[Supplied information — start]
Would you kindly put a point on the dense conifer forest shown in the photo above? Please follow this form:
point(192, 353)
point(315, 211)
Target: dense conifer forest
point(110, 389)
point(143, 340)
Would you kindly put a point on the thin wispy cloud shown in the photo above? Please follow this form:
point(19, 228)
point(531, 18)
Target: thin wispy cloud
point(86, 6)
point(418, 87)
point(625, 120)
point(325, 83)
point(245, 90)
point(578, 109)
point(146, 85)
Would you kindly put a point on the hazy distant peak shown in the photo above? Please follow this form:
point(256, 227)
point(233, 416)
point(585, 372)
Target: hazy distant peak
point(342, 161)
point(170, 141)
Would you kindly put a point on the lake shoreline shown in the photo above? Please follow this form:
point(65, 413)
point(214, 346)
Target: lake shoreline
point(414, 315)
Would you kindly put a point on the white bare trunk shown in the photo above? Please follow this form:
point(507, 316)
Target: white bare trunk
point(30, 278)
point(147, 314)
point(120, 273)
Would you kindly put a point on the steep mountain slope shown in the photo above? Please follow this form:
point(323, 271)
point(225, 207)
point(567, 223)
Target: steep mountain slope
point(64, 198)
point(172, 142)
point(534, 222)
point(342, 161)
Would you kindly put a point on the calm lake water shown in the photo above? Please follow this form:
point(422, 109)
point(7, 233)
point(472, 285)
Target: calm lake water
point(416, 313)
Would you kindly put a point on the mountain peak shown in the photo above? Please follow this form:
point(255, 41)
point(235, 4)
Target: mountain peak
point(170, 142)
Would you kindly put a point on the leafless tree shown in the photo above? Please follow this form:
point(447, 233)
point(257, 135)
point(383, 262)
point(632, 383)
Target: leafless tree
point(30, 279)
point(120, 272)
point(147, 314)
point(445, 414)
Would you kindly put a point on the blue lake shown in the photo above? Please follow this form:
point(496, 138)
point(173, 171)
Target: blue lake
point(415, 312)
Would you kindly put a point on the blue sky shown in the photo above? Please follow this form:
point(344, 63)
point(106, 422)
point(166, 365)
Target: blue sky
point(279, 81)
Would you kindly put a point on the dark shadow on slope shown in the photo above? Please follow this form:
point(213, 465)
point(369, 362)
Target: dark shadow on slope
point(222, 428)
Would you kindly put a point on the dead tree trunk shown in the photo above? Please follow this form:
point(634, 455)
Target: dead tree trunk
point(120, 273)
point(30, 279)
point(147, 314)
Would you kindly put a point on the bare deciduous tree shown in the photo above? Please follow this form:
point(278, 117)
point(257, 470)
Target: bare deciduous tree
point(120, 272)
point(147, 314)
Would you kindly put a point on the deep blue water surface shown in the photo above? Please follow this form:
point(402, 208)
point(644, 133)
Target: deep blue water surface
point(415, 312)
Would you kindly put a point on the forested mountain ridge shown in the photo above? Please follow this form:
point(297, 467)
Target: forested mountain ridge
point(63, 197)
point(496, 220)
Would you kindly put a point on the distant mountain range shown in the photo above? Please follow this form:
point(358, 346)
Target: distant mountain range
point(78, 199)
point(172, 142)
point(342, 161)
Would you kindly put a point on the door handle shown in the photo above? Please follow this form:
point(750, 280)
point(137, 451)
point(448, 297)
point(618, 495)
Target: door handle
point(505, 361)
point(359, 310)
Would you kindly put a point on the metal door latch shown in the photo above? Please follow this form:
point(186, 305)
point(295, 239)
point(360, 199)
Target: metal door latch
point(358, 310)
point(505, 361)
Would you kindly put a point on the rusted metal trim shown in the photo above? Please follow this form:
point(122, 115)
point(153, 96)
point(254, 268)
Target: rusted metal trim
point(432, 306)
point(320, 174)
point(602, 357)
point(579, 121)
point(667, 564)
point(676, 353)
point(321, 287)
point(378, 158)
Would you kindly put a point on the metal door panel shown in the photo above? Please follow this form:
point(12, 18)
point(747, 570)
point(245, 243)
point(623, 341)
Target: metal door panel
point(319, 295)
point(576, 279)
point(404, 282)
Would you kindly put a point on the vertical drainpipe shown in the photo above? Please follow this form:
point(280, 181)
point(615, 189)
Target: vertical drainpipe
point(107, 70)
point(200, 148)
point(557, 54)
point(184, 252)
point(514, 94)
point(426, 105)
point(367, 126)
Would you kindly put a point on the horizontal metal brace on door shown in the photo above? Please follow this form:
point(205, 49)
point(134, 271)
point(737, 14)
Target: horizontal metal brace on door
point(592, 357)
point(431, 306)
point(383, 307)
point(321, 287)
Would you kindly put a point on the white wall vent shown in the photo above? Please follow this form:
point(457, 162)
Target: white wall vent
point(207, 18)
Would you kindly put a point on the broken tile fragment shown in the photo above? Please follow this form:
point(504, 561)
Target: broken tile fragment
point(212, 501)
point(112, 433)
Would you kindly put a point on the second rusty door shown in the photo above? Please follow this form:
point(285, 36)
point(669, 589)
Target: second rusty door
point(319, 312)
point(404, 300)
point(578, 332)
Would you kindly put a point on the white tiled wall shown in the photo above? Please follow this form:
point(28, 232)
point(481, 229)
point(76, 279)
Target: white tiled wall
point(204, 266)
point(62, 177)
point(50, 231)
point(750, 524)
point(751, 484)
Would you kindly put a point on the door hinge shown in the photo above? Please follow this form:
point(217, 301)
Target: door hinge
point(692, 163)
[Supplied information — finish]
Task brief: Only those lines of the entries above that run from the line containing "Would you kindly put a point on the door handle" to the line containing "point(623, 341)", both included, should be transcribed exactly.

Response to the task:
Would you kindly put a point on the door handle shown in the photo above? Please follow this form:
point(750, 280)
point(137, 451)
point(448, 297)
point(618, 495)
Target: door handle
point(505, 361)
point(359, 310)
Would you kindly put a point on the metal door latch shown in the photo above? Please follow this form:
point(186, 305)
point(295, 239)
point(360, 199)
Target: metal door latch
point(358, 310)
point(505, 361)
Would you kindly put a point on the rusted metal trim shown in the photo above? Please follow this form:
point(122, 115)
point(153, 96)
point(254, 268)
Target: rusted metal trim
point(432, 306)
point(320, 174)
point(602, 357)
point(579, 121)
point(667, 564)
point(676, 353)
point(321, 287)
point(378, 158)
Would you kindly put a point on the metal door panel shown in the photo above? Please follow this form:
point(12, 18)
point(747, 570)
point(245, 243)
point(623, 341)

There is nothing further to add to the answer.